- **Exercise brief**: Reproduce all entries word for word.

- **Study material**:
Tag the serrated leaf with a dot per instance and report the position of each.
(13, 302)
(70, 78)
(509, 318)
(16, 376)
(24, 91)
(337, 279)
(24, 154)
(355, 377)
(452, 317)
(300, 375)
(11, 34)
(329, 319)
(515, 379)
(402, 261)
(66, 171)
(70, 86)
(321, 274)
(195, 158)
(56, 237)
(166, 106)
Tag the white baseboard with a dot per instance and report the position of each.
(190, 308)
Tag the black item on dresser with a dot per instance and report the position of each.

- **Solved problem**:
Tag the serrated leaf with a dot per instance and report the position of each.
(13, 302)
(70, 78)
(509, 318)
(16, 376)
(24, 91)
(337, 279)
(24, 154)
(355, 377)
(452, 317)
(300, 375)
(11, 34)
(329, 319)
(515, 379)
(402, 261)
(66, 171)
(70, 86)
(321, 274)
(195, 158)
(56, 237)
(166, 106)
Tag the white baseboard with a dot per instance and report the position of each.
(190, 308)
Tag the black item on dresser with a dot per instance and report the position of each.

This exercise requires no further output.